──────── DATA RECORDS

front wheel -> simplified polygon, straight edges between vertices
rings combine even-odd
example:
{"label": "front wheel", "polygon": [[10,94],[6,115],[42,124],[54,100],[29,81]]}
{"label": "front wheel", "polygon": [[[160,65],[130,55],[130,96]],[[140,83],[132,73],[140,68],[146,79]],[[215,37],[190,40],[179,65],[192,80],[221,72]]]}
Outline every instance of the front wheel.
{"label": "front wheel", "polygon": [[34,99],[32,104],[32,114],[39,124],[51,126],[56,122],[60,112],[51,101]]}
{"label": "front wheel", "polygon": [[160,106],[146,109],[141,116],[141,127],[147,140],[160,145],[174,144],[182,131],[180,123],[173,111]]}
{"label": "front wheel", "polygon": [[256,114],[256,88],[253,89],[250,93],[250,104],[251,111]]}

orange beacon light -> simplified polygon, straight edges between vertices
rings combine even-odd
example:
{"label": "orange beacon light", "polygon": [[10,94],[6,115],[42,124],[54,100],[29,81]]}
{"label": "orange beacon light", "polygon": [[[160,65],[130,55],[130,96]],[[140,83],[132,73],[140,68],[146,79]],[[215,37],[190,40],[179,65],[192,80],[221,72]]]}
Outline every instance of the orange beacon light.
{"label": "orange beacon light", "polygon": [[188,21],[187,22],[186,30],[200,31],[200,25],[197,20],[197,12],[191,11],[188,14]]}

────────────────
──────── DATA RECORDS

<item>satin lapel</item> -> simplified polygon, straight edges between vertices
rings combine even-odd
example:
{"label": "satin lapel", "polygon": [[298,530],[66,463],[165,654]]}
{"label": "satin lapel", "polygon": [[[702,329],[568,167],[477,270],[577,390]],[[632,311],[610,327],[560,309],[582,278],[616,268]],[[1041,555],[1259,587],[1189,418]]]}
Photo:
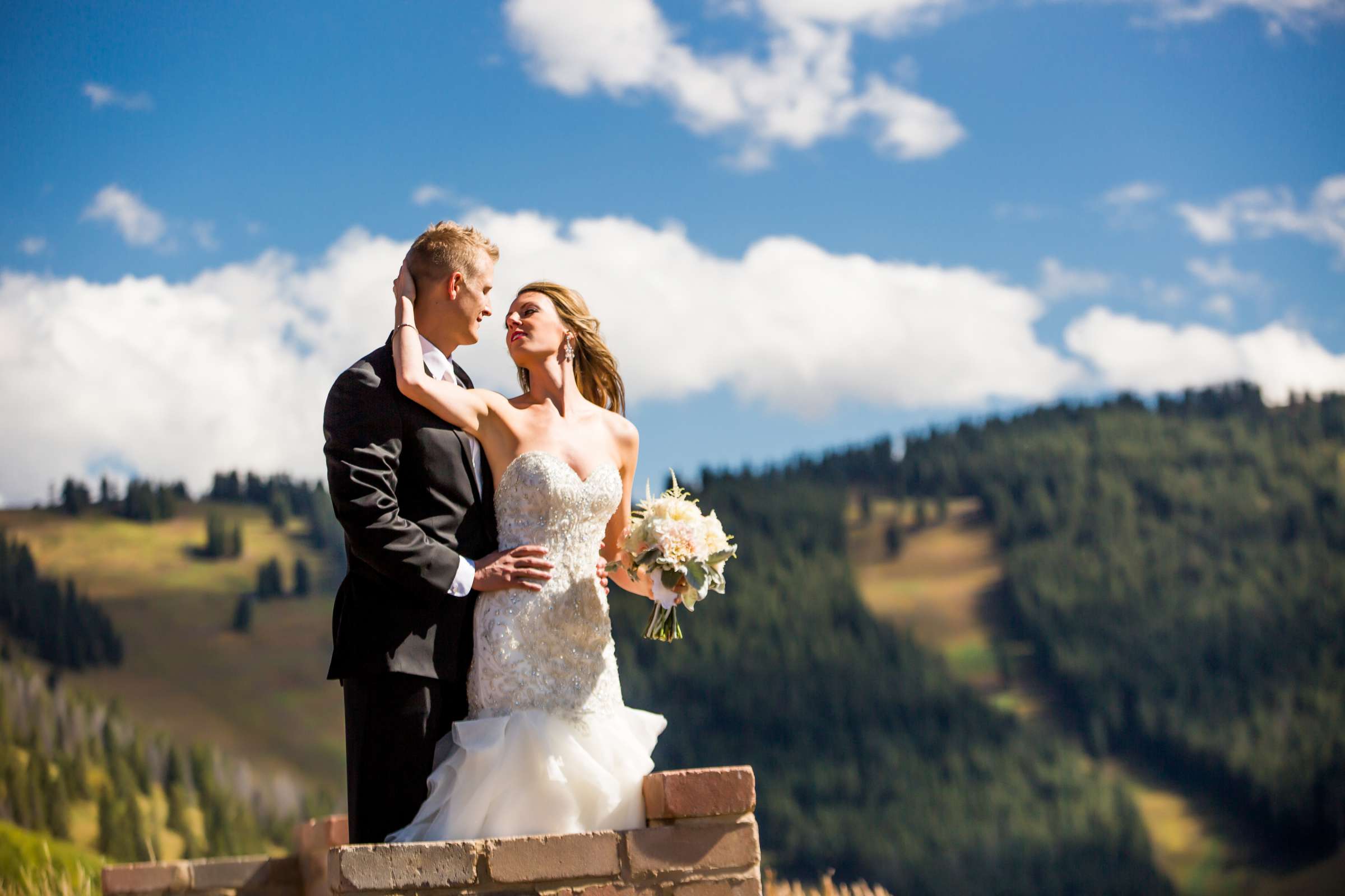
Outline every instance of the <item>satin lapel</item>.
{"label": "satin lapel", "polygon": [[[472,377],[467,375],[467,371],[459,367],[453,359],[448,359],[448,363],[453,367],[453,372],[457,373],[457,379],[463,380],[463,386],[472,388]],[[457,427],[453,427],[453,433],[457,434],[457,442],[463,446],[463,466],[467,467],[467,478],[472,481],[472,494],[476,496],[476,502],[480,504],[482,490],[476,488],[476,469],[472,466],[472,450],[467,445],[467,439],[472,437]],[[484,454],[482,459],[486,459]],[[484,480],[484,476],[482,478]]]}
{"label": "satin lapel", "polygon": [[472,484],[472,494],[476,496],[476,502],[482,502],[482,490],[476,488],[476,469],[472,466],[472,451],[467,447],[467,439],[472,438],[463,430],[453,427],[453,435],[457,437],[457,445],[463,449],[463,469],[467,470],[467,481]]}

────────────────

> **TO BE DONE**
Count the lines in the data above that contain the string "front". Give only the number.

> **OUTPUT FOR THIS EXERCISE**
7